● **Problem statement**
Drop the pictures from the entries below, then reproduce the rest exactly.

● **Data section**
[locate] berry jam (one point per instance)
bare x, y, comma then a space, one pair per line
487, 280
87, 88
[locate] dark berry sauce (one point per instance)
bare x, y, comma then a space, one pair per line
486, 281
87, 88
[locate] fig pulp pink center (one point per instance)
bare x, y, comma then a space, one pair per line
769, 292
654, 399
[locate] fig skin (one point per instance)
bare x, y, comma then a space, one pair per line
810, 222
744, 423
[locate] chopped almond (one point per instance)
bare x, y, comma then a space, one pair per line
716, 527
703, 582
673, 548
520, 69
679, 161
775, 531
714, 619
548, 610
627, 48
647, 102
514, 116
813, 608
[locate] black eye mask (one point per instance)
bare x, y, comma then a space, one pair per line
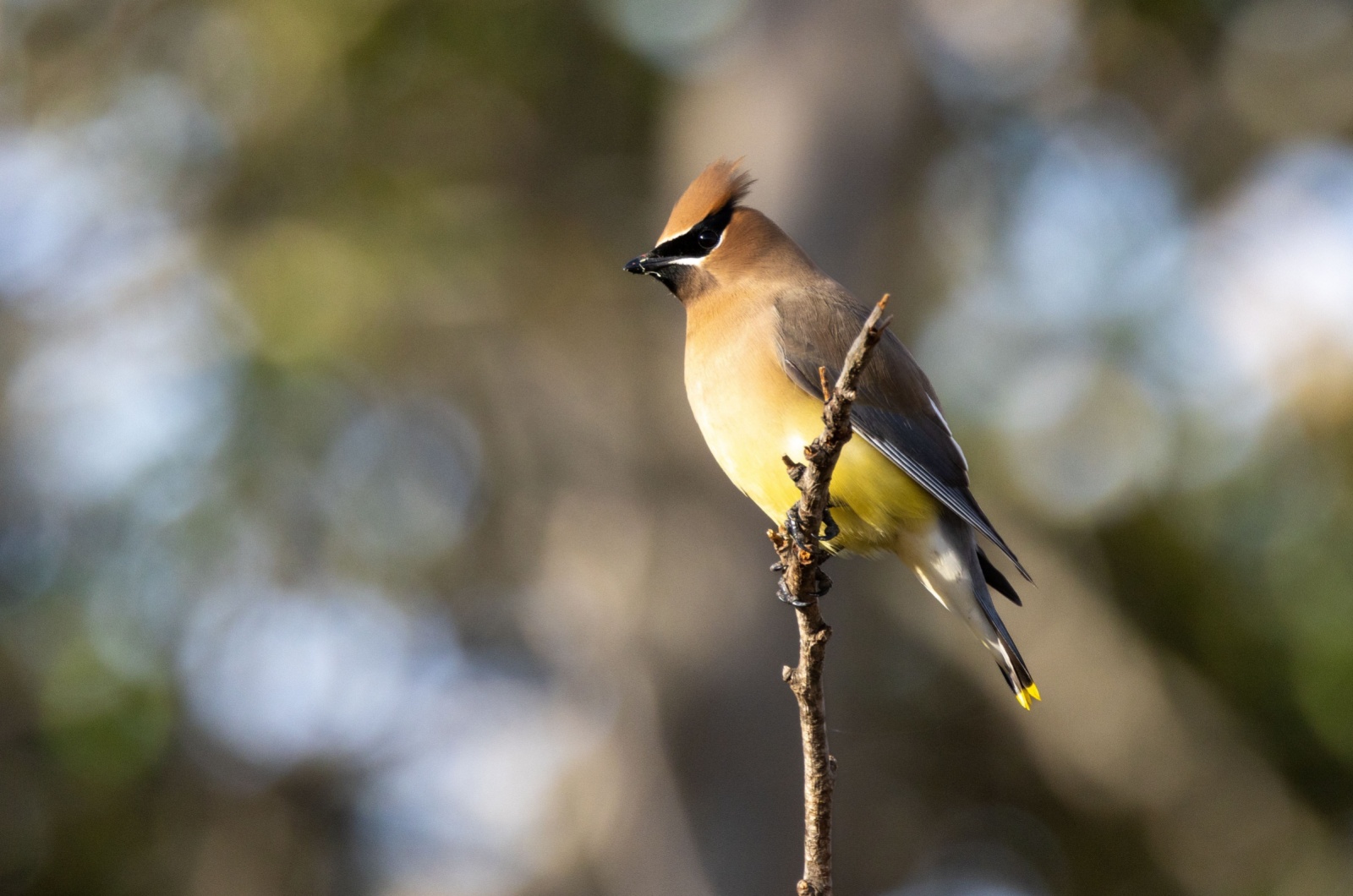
700, 240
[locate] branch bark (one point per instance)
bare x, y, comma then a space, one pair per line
798, 543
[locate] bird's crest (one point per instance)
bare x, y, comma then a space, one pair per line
720, 184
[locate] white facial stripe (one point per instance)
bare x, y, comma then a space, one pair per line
721, 234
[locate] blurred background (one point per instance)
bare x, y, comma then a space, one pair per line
356, 538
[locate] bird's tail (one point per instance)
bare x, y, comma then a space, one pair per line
947, 562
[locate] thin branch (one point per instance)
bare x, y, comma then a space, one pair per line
802, 555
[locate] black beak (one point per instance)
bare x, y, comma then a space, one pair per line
649, 263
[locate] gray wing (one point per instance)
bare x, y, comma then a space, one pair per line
896, 409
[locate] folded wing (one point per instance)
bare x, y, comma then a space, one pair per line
896, 409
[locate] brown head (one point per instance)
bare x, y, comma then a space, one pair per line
712, 240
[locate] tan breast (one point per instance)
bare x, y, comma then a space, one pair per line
753, 414
748, 407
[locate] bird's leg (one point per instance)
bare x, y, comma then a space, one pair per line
795, 526
782, 593
830, 528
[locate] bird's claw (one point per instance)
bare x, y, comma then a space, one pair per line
782, 593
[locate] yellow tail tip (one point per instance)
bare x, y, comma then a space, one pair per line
1026, 693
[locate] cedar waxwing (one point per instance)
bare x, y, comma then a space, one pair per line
761, 320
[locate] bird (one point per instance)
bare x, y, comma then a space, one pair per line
762, 322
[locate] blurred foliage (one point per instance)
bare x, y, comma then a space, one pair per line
355, 538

● **Answer for this exercise**
[locate] berry jam (one point per instance)
bare x, y, comma then a space, one pair per line
487, 280
87, 88
[locate] dark berry sauce (one point per instance)
bare x, y, comma then a space, one pair per line
486, 281
87, 88
[locate] fig pulp pink center (one point per instance)
bare x, y, comma then a space, one pair per line
769, 292
654, 399
[locate] fig skin (one point per instance)
bare x, y, comma then a space, one pair per line
810, 222
744, 423
[locate] chopped almond (one point per instance)
bare x, y, comma then a space, one pair per line
716, 527
703, 582
673, 548
520, 69
679, 161
775, 531
714, 619
548, 610
627, 48
647, 102
514, 116
813, 608
[locate] black eye mask (one point per instance)
bare x, y, comma then a space, one pair per line
700, 240
[locate] branch bark (one point per instance)
bare x, y, comma then a space, one pair per line
798, 543
[locate] bird's crest (one point per instance)
bare x, y, comma then a space, one pair per line
720, 184
[locate] white facial stripe (one point per instance)
bare x, y, comma then a space, one pair per line
721, 234
[locate] blurred background (one point per instance)
bare x, y, comma then a space, one pair per line
356, 538
[locate] bird's tail (one point per instance)
bare x, y, comma then a space, one pair per line
947, 562
[locate] thin branch (one point per instance)
bare x, y, comma then a space, one pair per line
802, 555
[locate] black beak (one point per instance)
bare x, y, comma then a space, one pair per line
649, 263
[locate] gray wing (one point per instance)
bare x, y, comma then a space, one pair per line
896, 409
[locate] folded wing (one point per instance)
bare x, y, comma then a space, one pair per line
896, 409
[locate] brown head (one point per instance)
bare x, y, comma then a space, one pair per line
712, 240
[locate] tan breast (one point per instance)
bare x, y, comma then a space, one pair per line
753, 414
748, 407
[locate] bird's leg (one point per instance)
bare x, y, comma then a space, one pair per line
795, 526
782, 593
830, 528
[locate] bird's claw (one point per instance)
bare x, y, comma then a space, one pair per line
782, 593
[locate] yellow tail tip (one point per instance)
bare x, y, comma then a space, one pair per line
1026, 693
[locate] cedar waxwing (one point per instance)
bare x, y, comma then a space, one pair per line
761, 320
[locate] bird (one point per instance)
bare x, y, comma then a space, one pair per line
762, 322
[locate] blurred foliage (one point per instance)
bare x, y, comma then a space, one pair per line
355, 538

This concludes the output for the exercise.